begin
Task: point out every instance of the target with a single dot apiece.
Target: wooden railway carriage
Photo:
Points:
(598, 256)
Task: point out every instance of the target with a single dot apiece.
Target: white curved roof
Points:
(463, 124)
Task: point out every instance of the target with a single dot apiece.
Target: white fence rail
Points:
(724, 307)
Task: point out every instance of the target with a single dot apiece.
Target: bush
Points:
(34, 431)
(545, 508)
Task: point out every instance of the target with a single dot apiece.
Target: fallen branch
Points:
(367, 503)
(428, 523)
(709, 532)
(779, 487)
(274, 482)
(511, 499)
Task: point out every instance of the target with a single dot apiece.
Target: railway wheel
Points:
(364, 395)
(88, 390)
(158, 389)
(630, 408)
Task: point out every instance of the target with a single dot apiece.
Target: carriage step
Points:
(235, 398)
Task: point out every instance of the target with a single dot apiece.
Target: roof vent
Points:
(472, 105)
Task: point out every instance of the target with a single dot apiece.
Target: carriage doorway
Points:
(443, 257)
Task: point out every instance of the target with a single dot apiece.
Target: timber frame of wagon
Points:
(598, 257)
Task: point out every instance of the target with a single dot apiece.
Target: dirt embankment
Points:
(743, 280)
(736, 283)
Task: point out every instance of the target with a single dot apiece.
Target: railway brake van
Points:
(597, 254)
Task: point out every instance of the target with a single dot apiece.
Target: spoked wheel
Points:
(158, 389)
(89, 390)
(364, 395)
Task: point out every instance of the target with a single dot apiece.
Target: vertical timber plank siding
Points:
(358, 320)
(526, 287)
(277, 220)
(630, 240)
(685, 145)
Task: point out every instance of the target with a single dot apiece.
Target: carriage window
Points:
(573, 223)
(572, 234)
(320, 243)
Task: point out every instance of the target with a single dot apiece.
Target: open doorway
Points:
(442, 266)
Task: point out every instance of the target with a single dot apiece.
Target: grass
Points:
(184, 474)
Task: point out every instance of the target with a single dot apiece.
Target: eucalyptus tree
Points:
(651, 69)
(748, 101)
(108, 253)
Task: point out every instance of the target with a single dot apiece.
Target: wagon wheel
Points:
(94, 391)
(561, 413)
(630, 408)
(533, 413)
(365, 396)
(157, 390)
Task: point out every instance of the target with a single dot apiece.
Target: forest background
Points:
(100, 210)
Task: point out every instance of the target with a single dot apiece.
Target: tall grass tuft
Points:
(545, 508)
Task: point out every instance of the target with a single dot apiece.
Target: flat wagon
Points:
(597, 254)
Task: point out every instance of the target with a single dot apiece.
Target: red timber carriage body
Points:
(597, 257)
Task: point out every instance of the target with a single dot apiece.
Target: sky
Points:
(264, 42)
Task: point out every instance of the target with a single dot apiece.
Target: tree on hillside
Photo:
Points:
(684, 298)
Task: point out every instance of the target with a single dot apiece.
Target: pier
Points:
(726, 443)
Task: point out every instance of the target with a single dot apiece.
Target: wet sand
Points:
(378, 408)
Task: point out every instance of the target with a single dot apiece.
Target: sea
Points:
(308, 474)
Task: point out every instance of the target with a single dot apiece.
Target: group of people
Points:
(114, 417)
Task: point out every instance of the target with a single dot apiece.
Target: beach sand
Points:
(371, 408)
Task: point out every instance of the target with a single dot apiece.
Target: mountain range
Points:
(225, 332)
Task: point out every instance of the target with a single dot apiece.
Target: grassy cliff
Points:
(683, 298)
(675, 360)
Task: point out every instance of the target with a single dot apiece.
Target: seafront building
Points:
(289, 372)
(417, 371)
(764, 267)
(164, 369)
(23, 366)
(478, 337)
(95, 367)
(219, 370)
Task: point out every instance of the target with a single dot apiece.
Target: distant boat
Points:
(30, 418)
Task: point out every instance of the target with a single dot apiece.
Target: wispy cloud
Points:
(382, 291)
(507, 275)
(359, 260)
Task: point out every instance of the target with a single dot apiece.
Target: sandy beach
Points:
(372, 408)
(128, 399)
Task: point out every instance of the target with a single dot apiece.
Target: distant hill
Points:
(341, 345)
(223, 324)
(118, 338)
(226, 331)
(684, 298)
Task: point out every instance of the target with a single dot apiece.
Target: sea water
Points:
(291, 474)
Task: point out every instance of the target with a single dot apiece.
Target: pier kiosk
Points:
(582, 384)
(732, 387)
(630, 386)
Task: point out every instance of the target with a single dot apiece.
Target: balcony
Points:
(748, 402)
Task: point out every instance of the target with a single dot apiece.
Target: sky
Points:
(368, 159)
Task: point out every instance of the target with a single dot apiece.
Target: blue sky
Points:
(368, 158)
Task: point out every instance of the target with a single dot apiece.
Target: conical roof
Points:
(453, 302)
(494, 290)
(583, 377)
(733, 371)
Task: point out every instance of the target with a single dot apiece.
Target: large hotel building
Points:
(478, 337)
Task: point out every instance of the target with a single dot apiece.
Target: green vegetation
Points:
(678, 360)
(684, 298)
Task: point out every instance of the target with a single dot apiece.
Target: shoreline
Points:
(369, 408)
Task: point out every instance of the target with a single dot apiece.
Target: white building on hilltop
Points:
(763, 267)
end
begin
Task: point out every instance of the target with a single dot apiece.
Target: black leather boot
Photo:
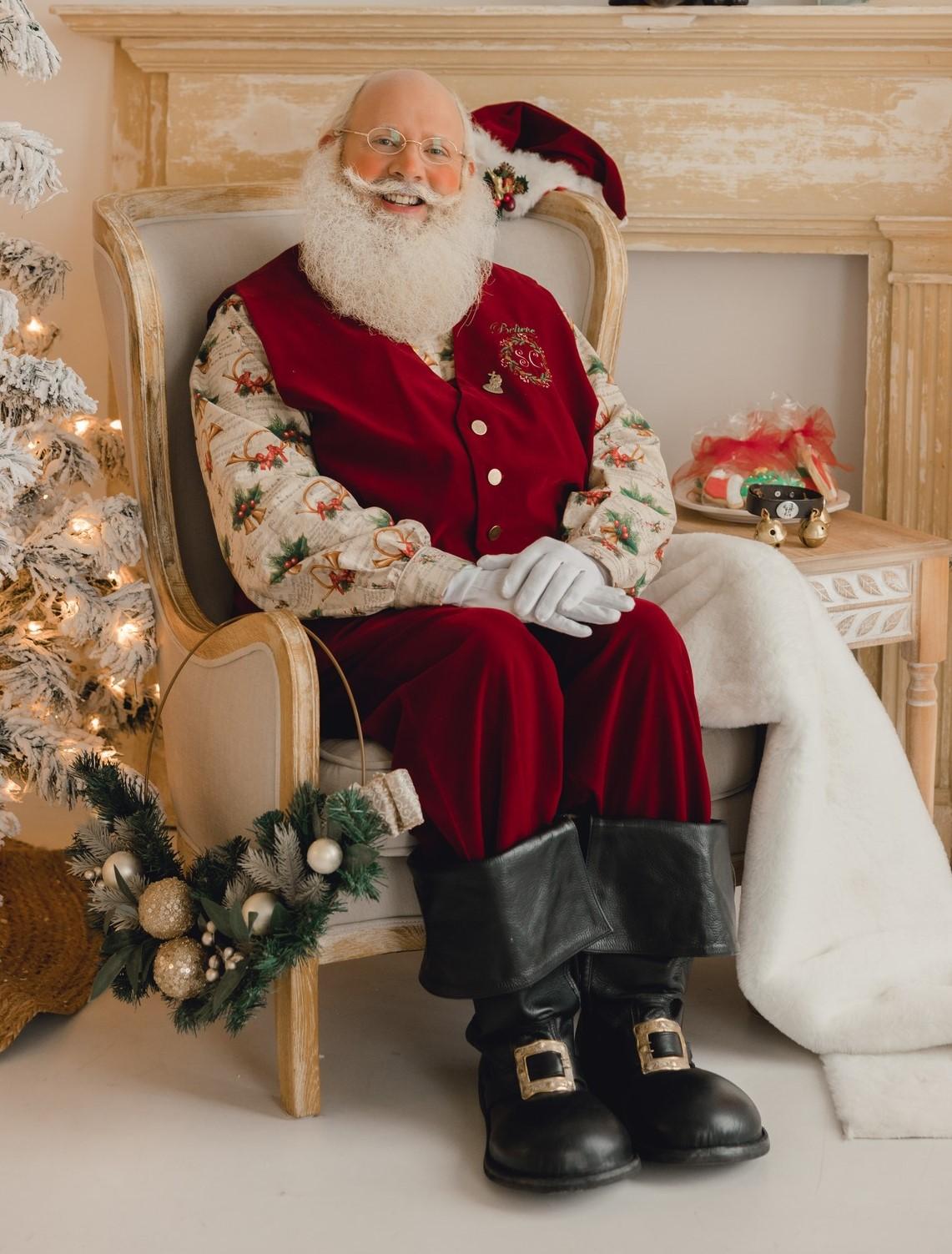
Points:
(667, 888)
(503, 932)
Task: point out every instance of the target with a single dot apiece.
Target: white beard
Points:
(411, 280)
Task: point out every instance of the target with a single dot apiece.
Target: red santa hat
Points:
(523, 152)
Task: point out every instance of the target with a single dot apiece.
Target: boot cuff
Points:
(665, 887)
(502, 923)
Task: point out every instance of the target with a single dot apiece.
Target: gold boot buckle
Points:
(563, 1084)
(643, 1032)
end
begin
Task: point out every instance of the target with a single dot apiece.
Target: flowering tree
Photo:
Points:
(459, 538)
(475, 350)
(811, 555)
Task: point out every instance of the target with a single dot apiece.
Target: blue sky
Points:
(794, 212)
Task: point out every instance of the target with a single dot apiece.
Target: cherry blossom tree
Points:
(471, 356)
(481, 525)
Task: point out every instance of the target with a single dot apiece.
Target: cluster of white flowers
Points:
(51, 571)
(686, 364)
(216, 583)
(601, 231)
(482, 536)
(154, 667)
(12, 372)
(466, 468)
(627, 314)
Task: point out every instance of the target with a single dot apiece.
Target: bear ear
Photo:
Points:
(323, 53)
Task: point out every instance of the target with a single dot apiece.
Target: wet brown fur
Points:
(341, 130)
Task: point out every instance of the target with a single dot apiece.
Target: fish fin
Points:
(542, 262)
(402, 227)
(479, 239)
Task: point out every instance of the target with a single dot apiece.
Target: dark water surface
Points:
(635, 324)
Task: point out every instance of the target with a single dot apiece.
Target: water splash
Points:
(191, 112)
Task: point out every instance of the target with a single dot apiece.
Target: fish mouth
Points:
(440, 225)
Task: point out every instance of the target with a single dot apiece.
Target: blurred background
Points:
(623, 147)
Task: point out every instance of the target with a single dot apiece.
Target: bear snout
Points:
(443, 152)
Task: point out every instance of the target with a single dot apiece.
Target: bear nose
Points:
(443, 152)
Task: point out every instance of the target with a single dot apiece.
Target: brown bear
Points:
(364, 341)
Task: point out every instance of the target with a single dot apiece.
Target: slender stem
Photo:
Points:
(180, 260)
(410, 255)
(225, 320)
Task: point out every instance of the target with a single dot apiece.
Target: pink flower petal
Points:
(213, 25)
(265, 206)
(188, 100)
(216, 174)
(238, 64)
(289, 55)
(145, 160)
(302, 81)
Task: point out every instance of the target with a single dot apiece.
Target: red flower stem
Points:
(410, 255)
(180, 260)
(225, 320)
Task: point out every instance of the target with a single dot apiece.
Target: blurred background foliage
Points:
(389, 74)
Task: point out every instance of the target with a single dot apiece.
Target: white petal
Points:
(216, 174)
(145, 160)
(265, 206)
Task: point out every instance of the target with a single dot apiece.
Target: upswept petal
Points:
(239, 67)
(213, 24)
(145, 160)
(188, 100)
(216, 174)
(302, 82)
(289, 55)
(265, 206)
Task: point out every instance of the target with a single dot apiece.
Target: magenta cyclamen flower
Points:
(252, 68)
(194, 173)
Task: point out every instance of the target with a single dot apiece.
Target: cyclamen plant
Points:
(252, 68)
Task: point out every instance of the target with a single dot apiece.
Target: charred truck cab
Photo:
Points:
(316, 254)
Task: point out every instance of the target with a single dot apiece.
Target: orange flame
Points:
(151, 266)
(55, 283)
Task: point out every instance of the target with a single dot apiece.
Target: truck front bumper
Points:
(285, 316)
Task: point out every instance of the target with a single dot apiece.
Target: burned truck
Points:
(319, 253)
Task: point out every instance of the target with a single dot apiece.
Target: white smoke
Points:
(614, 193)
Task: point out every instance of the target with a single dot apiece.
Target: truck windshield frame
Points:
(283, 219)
end
*What is expected*:
Pick out every line above that contains the string "wagon" and copy each one. Case counts.

*Answer for the task*:
Target: timber frame of wagon
Target: wagon wheel
Target: flat wagon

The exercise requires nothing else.